### EXERCISE AIM
What follows is a block of records; reproduce all of it verbatim.

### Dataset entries
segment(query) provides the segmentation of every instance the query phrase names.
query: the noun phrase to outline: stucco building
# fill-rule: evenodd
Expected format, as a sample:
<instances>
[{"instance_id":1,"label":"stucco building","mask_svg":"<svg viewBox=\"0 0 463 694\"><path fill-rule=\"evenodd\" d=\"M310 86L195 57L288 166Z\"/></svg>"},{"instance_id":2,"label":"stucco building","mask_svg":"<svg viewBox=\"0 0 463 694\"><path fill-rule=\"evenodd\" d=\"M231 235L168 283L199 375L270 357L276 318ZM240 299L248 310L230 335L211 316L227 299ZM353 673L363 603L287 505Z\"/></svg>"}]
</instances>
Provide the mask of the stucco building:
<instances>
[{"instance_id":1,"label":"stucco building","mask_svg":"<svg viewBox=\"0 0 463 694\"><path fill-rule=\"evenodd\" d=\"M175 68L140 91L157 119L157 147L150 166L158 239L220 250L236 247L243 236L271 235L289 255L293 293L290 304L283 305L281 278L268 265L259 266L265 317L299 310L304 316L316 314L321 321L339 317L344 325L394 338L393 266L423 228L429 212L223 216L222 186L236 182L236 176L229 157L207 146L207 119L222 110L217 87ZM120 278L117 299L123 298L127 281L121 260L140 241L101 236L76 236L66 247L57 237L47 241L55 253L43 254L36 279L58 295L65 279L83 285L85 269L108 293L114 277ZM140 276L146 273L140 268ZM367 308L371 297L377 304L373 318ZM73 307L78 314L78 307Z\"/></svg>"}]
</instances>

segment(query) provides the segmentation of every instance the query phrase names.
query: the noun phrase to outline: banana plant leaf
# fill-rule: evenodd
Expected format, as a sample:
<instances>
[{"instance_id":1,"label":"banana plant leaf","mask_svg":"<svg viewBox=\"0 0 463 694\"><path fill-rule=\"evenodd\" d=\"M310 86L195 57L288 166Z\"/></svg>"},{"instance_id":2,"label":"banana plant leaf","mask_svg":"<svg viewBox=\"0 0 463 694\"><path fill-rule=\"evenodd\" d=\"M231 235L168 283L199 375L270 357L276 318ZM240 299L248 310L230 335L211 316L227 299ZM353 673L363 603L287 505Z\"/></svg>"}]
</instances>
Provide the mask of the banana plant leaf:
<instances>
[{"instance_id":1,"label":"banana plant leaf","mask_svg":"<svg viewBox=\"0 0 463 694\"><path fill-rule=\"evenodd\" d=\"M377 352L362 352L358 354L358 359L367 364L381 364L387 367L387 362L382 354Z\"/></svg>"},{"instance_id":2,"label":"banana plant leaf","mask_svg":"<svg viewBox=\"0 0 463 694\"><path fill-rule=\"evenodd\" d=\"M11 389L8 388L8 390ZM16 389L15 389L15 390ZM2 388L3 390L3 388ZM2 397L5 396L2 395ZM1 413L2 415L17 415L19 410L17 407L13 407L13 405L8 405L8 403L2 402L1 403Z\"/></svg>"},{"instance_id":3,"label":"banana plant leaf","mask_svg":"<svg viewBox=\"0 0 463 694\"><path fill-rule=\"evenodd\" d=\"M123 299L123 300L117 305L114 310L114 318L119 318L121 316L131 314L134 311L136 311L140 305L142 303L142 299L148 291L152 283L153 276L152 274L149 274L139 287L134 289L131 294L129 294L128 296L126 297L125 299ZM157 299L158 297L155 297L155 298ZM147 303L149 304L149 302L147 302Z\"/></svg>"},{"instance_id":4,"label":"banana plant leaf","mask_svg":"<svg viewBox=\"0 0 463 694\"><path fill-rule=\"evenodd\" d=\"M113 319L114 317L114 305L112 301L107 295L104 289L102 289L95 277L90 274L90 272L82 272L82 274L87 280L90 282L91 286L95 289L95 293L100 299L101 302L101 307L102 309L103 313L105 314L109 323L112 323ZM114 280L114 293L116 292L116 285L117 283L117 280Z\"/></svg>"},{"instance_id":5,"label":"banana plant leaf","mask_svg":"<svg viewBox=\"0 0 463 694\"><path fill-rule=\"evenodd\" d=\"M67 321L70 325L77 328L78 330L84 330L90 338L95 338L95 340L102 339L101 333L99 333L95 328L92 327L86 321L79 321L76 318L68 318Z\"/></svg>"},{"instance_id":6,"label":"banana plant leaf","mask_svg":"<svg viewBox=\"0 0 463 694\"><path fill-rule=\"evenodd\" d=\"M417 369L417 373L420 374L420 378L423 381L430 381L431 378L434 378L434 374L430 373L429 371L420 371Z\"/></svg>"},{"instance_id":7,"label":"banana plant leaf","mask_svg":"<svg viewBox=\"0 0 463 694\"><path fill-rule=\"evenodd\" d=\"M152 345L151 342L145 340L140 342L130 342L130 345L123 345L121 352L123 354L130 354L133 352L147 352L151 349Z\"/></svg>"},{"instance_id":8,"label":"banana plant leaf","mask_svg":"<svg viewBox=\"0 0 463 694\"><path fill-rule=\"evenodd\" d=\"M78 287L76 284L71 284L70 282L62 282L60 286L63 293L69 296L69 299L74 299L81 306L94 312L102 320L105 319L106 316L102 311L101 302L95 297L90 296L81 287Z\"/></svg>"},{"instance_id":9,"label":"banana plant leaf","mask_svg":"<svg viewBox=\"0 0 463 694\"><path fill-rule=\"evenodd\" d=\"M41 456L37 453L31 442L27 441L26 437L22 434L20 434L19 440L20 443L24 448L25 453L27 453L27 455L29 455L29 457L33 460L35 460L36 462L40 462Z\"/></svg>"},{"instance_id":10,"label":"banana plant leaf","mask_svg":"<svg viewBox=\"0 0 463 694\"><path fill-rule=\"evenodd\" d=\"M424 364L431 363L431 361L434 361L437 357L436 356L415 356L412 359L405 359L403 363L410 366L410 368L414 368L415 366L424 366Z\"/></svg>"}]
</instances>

### ANSWER FOR THIS EXERCISE
segment(query) provides the segmentation of every instance the query phrase names.
query: the noun phrase to outline: stucco building
# fill-rule: evenodd
Expected format, as a sample:
<instances>
[{"instance_id":1,"label":"stucco building","mask_svg":"<svg viewBox=\"0 0 463 694\"><path fill-rule=\"evenodd\" d=\"M310 86L195 57L288 166Z\"/></svg>"},{"instance_id":2,"label":"stucco building","mask_svg":"<svg viewBox=\"0 0 463 694\"><path fill-rule=\"evenodd\" d=\"M231 235L168 283L199 375L270 357L276 318ZM240 299L248 310L230 335L211 316L227 299ZM353 673L363 603L287 505Z\"/></svg>"}]
</instances>
Provide the mask of the stucco building:
<instances>
[{"instance_id":1,"label":"stucco building","mask_svg":"<svg viewBox=\"0 0 463 694\"><path fill-rule=\"evenodd\" d=\"M175 68L140 91L157 119L157 147L150 166L158 239L220 250L236 247L243 236L271 235L289 255L293 293L290 304L283 305L281 278L268 265L259 266L265 317L299 310L304 316L316 314L321 321L339 317L344 325L394 338L393 266L423 228L429 212L223 216L222 186L236 182L236 176L229 157L207 146L207 119L222 110L217 87ZM120 278L117 299L123 298L127 281L121 260L140 241L101 236L76 236L66 247L57 237L47 241L55 253L43 254L36 279L58 295L65 279L83 285L85 269L108 293L114 277ZM140 276L146 273L140 268ZM367 308L371 297L377 304L373 318ZM73 307L78 314L78 307Z\"/></svg>"}]
</instances>

segment(query) provides the segmentation of every instance the query phrase names.
query: the noun phrase to outline: banana plant leaf
# fill-rule: evenodd
Expected format, as a sample:
<instances>
[{"instance_id":1,"label":"banana plant leaf","mask_svg":"<svg viewBox=\"0 0 463 694\"><path fill-rule=\"evenodd\" d=\"M310 86L195 57L288 166Z\"/></svg>"},{"instance_id":2,"label":"banana plant leaf","mask_svg":"<svg viewBox=\"0 0 463 694\"><path fill-rule=\"evenodd\" d=\"M231 235L168 283L199 375L270 357L276 318ZM240 299L248 310L230 335L211 316L227 299ZM353 673L363 603L287 505Z\"/></svg>"}]
</instances>
Provide the mask of the banana plant leaf:
<instances>
[{"instance_id":1,"label":"banana plant leaf","mask_svg":"<svg viewBox=\"0 0 463 694\"><path fill-rule=\"evenodd\" d=\"M377 352L362 352L358 354L358 359L367 364L381 364L387 367L387 362L382 354Z\"/></svg>"},{"instance_id":2,"label":"banana plant leaf","mask_svg":"<svg viewBox=\"0 0 463 694\"><path fill-rule=\"evenodd\" d=\"M11 389L8 388L8 390ZM16 389L15 389L15 390ZM2 388L3 390L3 388ZM2 397L5 396L2 395ZM1 413L2 415L17 415L19 410L17 407L13 407L13 405L8 405L8 403L2 402L1 403Z\"/></svg>"},{"instance_id":3,"label":"banana plant leaf","mask_svg":"<svg viewBox=\"0 0 463 694\"><path fill-rule=\"evenodd\" d=\"M123 299L123 300L117 305L114 310L114 318L119 318L121 316L131 314L134 311L136 311L140 305L142 303L142 299L148 291L152 283L153 276L152 274L149 274L139 287L134 289L131 294L129 294L128 296L126 297L125 299ZM157 299L158 297L155 297L155 298ZM147 303L149 304L149 302L147 302Z\"/></svg>"},{"instance_id":4,"label":"banana plant leaf","mask_svg":"<svg viewBox=\"0 0 463 694\"><path fill-rule=\"evenodd\" d=\"M113 319L114 317L114 305L112 301L107 295L104 289L102 289L95 277L90 274L90 272L82 272L82 274L87 280L90 282L91 286L95 289L95 293L100 299L101 302L101 307L102 309L103 313L105 314L109 323L112 323ZM114 280L114 293L116 292L116 285L117 283L117 280Z\"/></svg>"},{"instance_id":5,"label":"banana plant leaf","mask_svg":"<svg viewBox=\"0 0 463 694\"><path fill-rule=\"evenodd\" d=\"M67 321L70 325L77 328L78 330L84 330L90 338L95 338L95 340L102 339L101 333L99 333L95 328L92 327L86 321L79 321L76 318L68 318Z\"/></svg>"},{"instance_id":6,"label":"banana plant leaf","mask_svg":"<svg viewBox=\"0 0 463 694\"><path fill-rule=\"evenodd\" d=\"M417 369L417 373L420 374L420 378L423 381L430 381L431 378L434 378L434 374L430 373L429 371L420 371Z\"/></svg>"},{"instance_id":7,"label":"banana plant leaf","mask_svg":"<svg viewBox=\"0 0 463 694\"><path fill-rule=\"evenodd\" d=\"M152 345L151 342L145 340L140 342L130 342L130 345L123 345L121 352L123 354L130 354L133 352L147 352L151 349Z\"/></svg>"},{"instance_id":8,"label":"banana plant leaf","mask_svg":"<svg viewBox=\"0 0 463 694\"><path fill-rule=\"evenodd\" d=\"M78 287L76 284L71 284L70 282L62 282L60 286L63 293L69 296L69 299L74 299L81 306L94 312L102 320L105 319L106 316L102 311L101 302L95 297L90 296L81 287Z\"/></svg>"},{"instance_id":9,"label":"banana plant leaf","mask_svg":"<svg viewBox=\"0 0 463 694\"><path fill-rule=\"evenodd\" d=\"M41 456L37 453L31 442L27 441L26 437L22 434L20 434L19 440L20 443L24 448L25 453L27 453L27 455L29 455L29 457L33 460L35 460L36 462L40 462Z\"/></svg>"},{"instance_id":10,"label":"banana plant leaf","mask_svg":"<svg viewBox=\"0 0 463 694\"><path fill-rule=\"evenodd\" d=\"M424 364L431 363L431 361L434 361L437 357L436 356L415 356L412 359L405 359L403 363L410 366L410 368L414 368L415 366L424 366Z\"/></svg>"}]
</instances>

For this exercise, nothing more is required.